* _EXCERPT TO READ_:

** Begin **

My very first memory is being four. I was shy and timid. I remember being at preschool and it was Dad’s day. I was sitting playing playdough and my Dad walked in. You know that overwhelming sense of pride you used to get when your parents would be at your school to see what you did. I remember that. I felt that. I had my hair out, super long {almost down to my bottom because my Dad never wanted me to have it cut, despite my desperate pleas for a bob}, with a big pink headband on. I was a good kid. If you asked my Mum she’d tell you I was a dream. Painfully shy, but well behaved. That was me at four.
And then there’s Lacey. She’s confident and sassy. She’s loud and outgoing. Her favourite things to do are dance, sing, perform, dress-up, talk to people and do laps around our block.
When meeting new people in our town, I’ll introduce myself, “I’m Chantelle, and this is my husband Shane…” Before I can even introduce her, she pipes up, “…and I’m Lacey.” At that age I would have been hiding behind my Mum’s legs.
Living in a small town now, I love that everyone talks to everyone. We’re all part of a community, and we help each other out, or at least take time to say hello and ask how each other is doing. On Sunday I stopped at my local store/newsagent to grab the papers. Lacey spotted a paint set that she had to have, even though she had an almost identical one back at home.
“Put that back, you’re not having it,” I said in my determined mama voice.
“Yes I am,” she said in her determined 4 year-old voice back at me.
This went on for about 30 seconds. The locals also grabbing their papers, looked on sympathetically. I made my way to pay for my papers, and she held onto the paint set with a tight grip. I had a plan: pay for my papers, take the paint set back, grab her and RUN.
A female customer at the counter before me, gestured my way, “Serve her first. She’s got a battle on her hands.”
Dallas, the newsagent, looked down at Lacey and said, “You can’t have that today.”

** End **

* _RECORDS PROVIDED_:
** Begin **

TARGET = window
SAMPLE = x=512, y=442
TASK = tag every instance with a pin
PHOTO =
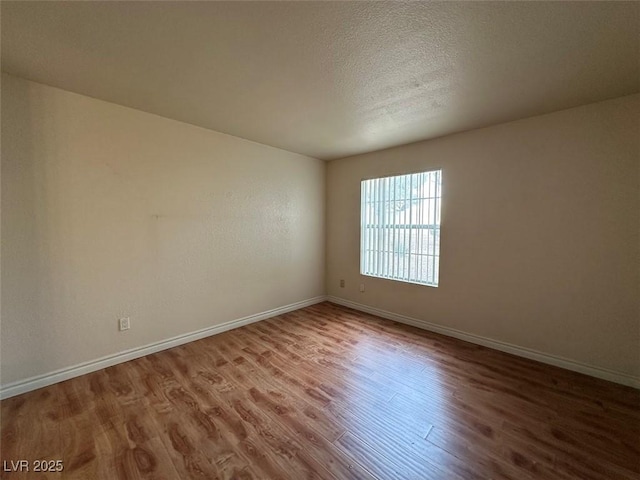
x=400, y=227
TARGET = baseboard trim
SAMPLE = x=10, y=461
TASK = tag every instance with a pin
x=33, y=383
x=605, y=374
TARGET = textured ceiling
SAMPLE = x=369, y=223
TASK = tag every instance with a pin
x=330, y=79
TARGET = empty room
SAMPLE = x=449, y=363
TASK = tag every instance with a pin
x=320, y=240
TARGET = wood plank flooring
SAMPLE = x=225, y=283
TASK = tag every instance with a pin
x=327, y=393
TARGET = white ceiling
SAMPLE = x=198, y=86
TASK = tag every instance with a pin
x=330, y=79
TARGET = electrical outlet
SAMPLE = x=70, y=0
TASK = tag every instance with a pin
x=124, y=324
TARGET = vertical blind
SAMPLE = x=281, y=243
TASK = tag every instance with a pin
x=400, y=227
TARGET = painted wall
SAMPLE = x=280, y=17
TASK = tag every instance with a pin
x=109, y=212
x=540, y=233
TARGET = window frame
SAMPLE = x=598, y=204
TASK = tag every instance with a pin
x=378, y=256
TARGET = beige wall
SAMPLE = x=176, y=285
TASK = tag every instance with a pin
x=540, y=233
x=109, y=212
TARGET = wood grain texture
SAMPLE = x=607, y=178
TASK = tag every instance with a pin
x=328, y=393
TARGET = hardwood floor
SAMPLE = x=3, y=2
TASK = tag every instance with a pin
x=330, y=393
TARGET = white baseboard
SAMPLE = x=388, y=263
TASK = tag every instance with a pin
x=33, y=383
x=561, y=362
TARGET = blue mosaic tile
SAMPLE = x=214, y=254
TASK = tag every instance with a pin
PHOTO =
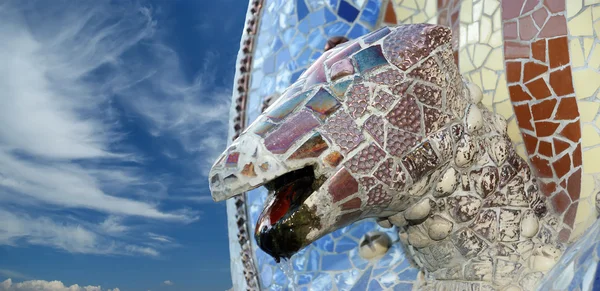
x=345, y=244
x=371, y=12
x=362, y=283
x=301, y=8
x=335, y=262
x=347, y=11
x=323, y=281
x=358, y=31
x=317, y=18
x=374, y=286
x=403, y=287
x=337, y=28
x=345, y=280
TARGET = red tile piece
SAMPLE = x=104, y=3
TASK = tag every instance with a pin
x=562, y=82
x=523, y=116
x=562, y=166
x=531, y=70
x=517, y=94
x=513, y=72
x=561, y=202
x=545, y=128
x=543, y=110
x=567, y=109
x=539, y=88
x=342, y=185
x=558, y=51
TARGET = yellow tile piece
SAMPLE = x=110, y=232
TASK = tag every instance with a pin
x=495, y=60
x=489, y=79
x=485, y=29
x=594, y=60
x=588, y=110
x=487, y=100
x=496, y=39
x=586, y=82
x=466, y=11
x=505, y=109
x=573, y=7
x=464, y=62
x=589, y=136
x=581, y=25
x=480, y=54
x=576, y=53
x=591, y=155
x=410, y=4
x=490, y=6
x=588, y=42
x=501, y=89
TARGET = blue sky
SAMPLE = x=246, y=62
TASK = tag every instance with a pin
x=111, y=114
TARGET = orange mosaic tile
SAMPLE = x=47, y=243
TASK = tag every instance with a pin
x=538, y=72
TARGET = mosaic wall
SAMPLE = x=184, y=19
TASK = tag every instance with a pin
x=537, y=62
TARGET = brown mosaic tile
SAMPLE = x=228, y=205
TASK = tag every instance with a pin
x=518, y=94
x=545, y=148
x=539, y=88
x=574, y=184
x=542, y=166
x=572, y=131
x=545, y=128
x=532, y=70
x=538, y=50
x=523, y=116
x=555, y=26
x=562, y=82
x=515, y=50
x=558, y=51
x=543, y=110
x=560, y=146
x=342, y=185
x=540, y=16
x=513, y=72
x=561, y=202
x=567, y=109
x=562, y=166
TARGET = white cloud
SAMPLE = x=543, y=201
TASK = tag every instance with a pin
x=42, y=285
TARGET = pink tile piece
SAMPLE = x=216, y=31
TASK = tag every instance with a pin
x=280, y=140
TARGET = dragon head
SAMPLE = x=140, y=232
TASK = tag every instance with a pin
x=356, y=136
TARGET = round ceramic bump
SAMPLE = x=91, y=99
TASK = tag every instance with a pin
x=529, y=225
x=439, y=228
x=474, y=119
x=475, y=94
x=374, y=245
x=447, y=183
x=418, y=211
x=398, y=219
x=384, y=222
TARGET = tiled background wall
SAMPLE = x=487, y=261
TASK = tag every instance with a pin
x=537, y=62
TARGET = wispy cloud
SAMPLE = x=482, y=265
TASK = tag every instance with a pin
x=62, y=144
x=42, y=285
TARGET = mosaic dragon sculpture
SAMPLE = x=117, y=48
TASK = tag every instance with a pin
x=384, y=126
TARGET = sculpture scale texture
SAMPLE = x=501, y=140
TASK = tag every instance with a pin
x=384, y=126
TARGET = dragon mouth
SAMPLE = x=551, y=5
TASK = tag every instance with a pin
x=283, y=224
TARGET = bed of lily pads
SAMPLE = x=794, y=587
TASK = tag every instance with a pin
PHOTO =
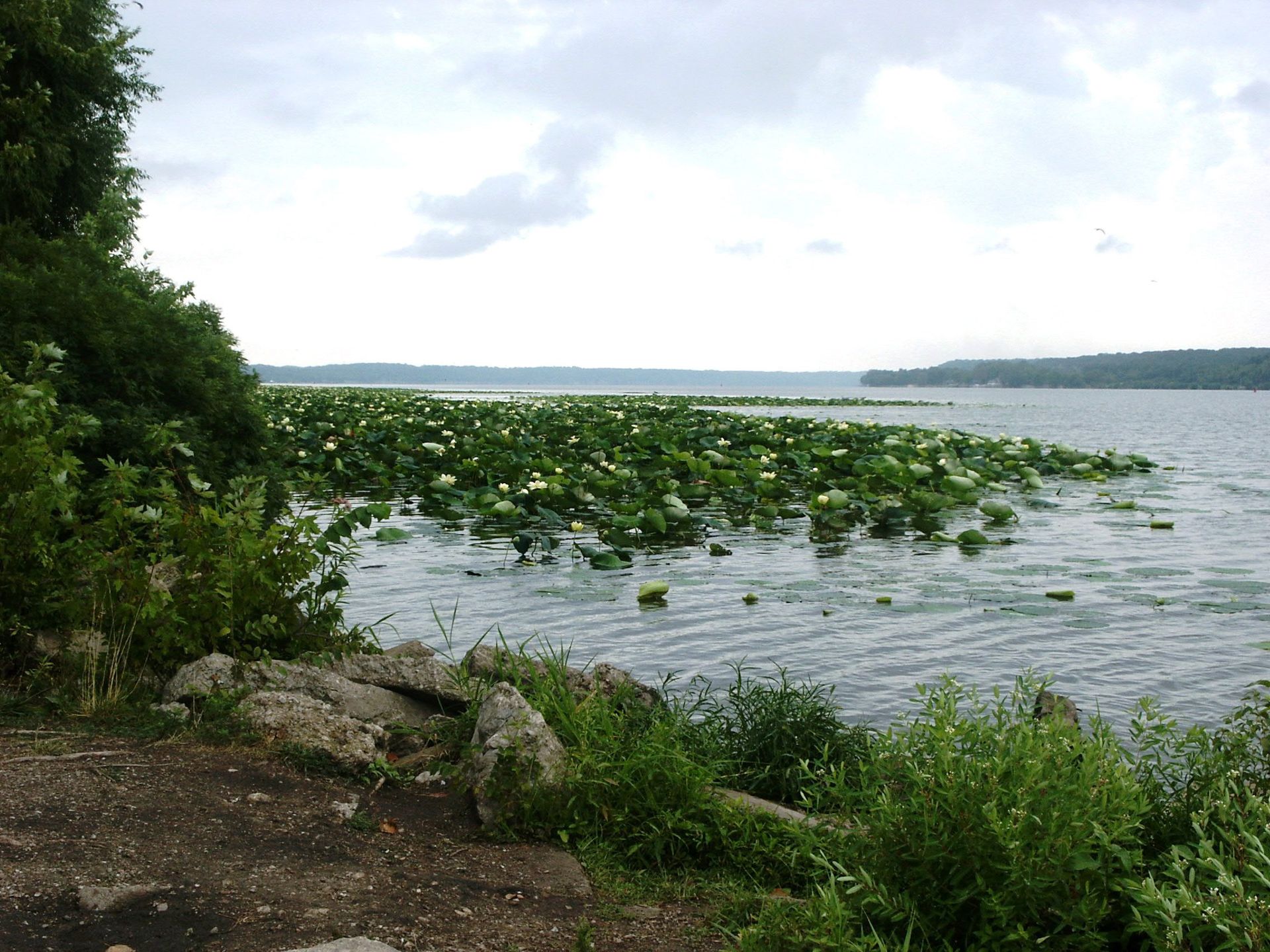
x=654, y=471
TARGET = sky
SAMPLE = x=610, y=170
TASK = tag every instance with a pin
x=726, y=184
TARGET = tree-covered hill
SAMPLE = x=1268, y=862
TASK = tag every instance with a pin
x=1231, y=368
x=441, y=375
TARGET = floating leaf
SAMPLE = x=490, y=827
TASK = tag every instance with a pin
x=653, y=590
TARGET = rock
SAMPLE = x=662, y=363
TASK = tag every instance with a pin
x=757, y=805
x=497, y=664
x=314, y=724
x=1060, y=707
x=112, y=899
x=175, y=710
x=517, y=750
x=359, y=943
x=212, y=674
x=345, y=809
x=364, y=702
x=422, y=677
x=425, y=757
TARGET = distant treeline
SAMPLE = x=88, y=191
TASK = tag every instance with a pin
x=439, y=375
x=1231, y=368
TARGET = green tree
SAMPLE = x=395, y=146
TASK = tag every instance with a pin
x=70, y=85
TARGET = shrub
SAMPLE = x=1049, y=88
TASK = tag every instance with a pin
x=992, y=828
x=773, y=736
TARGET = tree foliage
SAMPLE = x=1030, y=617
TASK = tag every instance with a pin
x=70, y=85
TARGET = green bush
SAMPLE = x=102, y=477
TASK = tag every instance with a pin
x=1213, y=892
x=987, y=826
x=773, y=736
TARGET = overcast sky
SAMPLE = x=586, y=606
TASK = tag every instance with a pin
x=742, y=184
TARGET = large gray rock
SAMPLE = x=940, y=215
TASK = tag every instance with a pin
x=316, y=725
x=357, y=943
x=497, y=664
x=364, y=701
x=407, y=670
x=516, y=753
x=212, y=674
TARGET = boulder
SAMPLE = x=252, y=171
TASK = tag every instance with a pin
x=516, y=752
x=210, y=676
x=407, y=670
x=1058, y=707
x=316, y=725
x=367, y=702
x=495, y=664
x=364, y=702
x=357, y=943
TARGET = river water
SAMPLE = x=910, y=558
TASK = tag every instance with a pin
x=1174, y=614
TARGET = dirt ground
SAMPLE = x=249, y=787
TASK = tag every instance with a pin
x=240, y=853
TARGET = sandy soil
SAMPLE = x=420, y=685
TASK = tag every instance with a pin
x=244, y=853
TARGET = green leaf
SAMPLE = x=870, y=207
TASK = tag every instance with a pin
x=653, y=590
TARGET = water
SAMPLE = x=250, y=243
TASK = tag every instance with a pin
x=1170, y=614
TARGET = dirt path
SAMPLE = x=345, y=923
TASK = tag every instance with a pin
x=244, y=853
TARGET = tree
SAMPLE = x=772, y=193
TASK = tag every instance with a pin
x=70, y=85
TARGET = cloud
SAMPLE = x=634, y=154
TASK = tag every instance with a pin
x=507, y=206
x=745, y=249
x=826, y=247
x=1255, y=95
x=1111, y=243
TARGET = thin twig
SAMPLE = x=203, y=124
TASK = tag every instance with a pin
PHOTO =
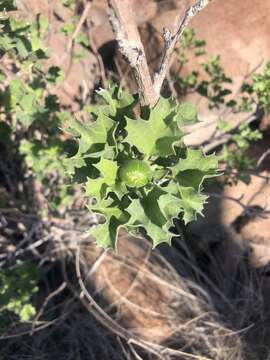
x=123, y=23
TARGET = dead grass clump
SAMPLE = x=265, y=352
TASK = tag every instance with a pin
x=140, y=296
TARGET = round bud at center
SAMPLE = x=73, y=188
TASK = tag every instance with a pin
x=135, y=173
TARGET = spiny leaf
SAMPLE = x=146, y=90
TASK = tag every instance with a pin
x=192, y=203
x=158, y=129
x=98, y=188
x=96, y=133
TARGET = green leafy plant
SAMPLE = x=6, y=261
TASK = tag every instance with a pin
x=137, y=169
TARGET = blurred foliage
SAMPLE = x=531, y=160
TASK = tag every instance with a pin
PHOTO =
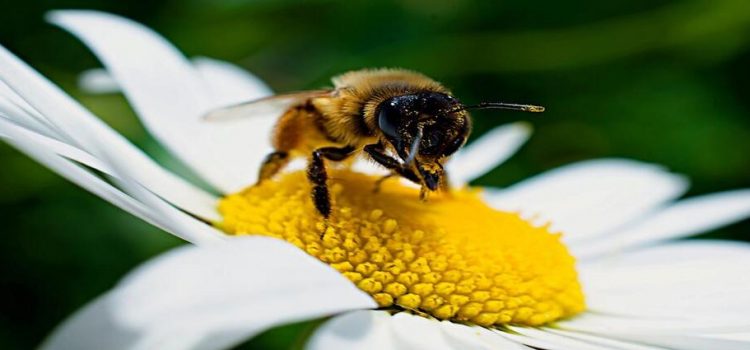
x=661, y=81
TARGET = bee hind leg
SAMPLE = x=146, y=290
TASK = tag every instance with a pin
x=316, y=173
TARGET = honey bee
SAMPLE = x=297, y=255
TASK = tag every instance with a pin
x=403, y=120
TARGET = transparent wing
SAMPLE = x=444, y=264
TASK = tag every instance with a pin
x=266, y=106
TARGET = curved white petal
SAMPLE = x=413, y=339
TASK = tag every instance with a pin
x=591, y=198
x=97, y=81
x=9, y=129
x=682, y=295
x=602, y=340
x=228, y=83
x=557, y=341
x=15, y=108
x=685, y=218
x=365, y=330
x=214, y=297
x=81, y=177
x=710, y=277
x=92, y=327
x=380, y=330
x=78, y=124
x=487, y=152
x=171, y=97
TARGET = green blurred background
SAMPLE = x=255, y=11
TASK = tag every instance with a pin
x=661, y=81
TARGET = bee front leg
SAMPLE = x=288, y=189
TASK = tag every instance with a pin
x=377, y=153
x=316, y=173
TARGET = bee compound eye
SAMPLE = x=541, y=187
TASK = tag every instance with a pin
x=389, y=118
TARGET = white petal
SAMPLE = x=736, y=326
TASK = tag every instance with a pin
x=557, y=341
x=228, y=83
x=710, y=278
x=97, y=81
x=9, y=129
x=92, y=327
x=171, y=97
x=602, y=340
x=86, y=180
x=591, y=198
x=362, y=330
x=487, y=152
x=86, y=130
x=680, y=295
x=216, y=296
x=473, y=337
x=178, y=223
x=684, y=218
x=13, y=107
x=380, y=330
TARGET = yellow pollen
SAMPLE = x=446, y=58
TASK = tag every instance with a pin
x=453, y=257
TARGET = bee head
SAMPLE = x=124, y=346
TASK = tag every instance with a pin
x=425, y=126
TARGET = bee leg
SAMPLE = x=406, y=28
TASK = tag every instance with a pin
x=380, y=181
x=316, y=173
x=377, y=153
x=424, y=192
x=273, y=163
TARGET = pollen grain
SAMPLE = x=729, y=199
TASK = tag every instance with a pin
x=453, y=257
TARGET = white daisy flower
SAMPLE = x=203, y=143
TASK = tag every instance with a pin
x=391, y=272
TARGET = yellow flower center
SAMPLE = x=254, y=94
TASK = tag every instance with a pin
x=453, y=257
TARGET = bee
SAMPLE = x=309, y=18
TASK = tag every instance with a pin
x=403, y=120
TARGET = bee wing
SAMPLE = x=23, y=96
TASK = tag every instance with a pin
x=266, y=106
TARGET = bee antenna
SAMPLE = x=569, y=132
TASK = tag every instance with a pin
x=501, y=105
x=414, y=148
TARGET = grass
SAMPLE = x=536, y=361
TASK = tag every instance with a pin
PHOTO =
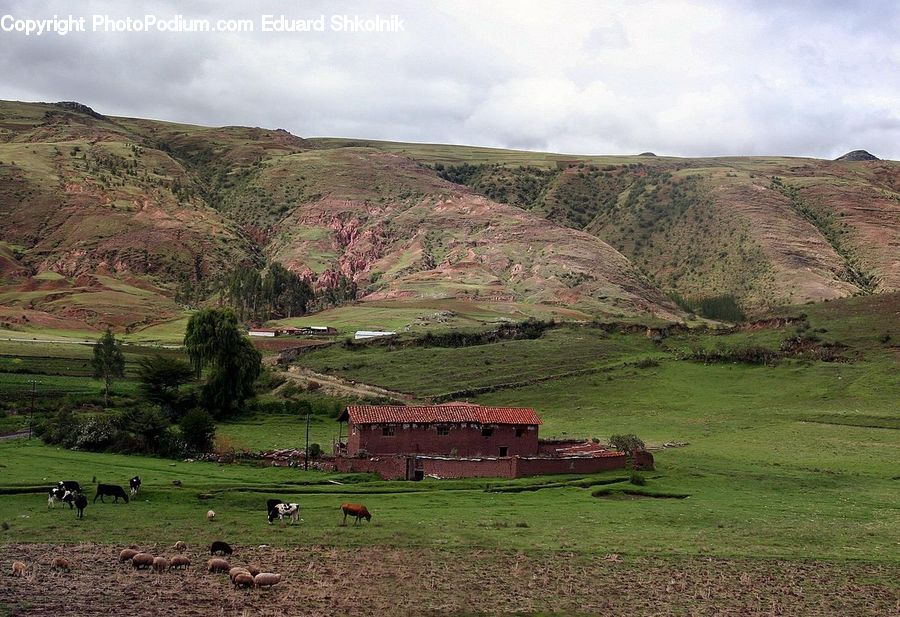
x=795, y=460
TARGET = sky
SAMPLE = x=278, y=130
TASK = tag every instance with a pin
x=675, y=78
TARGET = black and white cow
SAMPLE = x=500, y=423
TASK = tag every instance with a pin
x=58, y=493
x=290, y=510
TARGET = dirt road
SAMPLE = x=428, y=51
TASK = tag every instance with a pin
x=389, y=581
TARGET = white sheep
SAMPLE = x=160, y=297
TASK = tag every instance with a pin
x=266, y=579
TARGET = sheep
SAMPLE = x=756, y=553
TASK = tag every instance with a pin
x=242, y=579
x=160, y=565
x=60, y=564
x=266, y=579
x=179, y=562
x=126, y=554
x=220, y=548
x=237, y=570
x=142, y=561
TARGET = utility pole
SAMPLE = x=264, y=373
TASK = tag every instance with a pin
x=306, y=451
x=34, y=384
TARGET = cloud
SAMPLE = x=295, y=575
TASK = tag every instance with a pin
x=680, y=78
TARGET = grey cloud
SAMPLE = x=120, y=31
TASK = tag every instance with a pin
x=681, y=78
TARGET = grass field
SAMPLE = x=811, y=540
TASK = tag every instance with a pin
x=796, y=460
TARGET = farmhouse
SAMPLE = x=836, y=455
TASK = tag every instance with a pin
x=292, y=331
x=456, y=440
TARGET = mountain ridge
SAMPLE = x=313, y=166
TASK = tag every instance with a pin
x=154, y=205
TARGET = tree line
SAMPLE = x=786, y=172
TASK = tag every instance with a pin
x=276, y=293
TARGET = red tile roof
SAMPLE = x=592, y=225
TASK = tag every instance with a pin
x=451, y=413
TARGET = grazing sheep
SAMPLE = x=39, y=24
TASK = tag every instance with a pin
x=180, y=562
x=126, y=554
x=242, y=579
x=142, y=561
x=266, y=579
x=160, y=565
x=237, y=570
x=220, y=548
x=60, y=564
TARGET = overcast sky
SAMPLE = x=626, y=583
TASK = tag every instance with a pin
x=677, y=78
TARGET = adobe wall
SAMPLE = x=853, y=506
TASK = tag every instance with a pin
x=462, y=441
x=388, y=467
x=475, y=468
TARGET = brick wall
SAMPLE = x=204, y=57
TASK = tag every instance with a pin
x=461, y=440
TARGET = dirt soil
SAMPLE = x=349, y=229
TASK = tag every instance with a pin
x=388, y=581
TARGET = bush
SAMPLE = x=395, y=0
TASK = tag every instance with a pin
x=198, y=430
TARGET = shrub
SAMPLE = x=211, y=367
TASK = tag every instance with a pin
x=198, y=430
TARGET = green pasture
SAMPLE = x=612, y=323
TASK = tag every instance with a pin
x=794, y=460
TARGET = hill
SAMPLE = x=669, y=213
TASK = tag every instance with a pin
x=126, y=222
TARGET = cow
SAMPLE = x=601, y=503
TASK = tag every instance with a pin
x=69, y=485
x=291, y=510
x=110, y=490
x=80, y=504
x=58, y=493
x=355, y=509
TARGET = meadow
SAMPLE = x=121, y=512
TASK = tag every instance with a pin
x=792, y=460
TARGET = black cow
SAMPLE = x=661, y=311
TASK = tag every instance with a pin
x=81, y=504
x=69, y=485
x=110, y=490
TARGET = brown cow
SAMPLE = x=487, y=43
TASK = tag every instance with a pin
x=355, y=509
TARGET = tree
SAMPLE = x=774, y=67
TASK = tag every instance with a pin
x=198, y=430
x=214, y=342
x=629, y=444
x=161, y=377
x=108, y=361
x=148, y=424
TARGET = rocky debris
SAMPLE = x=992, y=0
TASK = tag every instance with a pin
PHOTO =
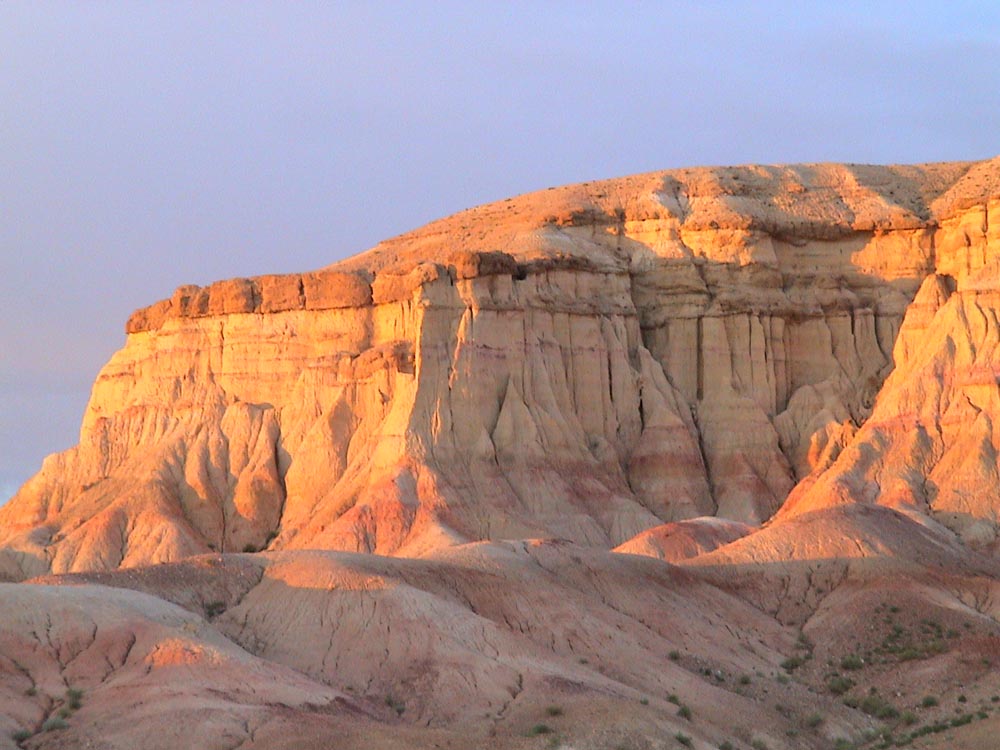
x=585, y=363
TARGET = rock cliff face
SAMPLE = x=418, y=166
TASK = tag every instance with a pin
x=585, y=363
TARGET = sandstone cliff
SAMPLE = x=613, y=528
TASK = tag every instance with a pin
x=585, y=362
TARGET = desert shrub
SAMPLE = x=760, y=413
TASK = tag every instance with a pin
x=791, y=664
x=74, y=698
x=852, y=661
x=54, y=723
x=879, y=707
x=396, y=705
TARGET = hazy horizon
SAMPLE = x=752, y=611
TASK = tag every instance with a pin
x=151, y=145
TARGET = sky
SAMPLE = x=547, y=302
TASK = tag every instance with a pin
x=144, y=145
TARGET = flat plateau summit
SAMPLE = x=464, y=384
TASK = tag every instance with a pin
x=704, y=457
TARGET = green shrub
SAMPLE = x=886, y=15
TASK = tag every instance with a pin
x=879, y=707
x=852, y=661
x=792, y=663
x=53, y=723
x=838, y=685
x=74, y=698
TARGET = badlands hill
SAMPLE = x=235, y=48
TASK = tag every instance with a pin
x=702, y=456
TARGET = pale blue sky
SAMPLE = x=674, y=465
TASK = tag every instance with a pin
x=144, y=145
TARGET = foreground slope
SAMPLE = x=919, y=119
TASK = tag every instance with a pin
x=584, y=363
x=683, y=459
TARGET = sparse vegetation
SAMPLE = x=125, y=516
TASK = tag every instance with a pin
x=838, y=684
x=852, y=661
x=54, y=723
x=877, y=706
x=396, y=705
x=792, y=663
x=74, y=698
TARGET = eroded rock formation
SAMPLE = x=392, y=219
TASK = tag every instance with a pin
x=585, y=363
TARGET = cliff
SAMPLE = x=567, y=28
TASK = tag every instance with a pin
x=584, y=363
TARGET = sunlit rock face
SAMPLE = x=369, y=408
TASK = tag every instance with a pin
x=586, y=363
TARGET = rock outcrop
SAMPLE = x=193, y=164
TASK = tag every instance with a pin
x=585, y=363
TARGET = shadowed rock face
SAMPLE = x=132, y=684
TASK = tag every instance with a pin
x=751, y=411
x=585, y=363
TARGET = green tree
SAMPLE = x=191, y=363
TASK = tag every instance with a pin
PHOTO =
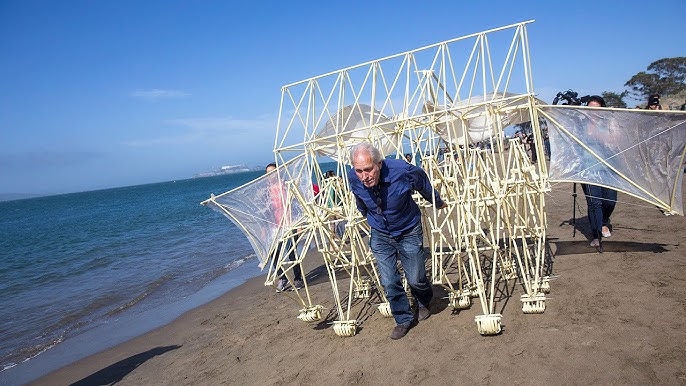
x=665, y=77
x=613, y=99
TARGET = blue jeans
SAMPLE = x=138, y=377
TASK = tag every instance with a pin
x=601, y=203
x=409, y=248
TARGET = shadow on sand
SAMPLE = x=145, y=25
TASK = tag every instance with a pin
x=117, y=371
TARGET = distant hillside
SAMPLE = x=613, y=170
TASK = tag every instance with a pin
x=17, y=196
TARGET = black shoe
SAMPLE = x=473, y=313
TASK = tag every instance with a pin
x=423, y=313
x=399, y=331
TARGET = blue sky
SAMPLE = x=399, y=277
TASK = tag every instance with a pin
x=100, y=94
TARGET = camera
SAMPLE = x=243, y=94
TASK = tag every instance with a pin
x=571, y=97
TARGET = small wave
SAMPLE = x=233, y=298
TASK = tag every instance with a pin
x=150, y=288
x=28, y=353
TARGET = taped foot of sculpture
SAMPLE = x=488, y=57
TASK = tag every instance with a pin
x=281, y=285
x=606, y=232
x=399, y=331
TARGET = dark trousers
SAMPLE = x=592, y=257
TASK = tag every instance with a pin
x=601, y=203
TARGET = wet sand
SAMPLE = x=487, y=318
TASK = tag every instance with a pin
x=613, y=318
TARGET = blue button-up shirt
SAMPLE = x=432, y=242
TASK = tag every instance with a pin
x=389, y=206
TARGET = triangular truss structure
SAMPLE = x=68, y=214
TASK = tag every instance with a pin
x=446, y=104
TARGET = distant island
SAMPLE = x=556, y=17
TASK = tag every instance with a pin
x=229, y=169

** End **

Continue the account of the paint set standoff at the newsagent, picking up right after Dallas tells Lacey she can't have it today. The records have no connection to the text.

* _RESPONSE TO THIS TASK_:
Lacey didn’t care. Not even a strange man telling her what to do could deter her determination. So I paid for the papers, grabbed the paint set, and returned it to the display. Lacey threw herself on the ground screaming. I scooped her wriggling body up in my arms, and we left the shop. It took about 13 minutes and she had finally forgotten the paint set.
This is nothing new to me. I’ve calculated that 20% of my day is spent fighting these sort of battles. Sometimes they’re in public, but most of the time they’re at home and over menial things like baths, getting dressed, eating dinner and not killing the puppy. One hundred percent of the time I feel like I’m on an island, parenting alone with a child who is 4 but thinks she’s 14. On Facebook last week a friend posed a question about her own 4 year-old and how hard things are parenting a child of that age.
I rejoiced. I got a little teary. My favourite quote popped in my head, “What you too? Thought I was the only one!”
Yesterday I went back to the newsagent, alone. Another older lady was there, as was Dallas behind the counter. “Did she survive without the paint set?”
I nodded. “I almost came back and got it for her, because I just couldn’t face the tantrum,” I confessed.
“Never give in,” Dallas advised me.
The old lady asked, “How old is your daughter?”
When I told her, she sighed, “Oh the same as my granddaughter. She’s just like that.” She went on to tell me about her little Sam and the trouble she gets up to. She was an exact replica of Lacey. They were made from the same mould, it seems.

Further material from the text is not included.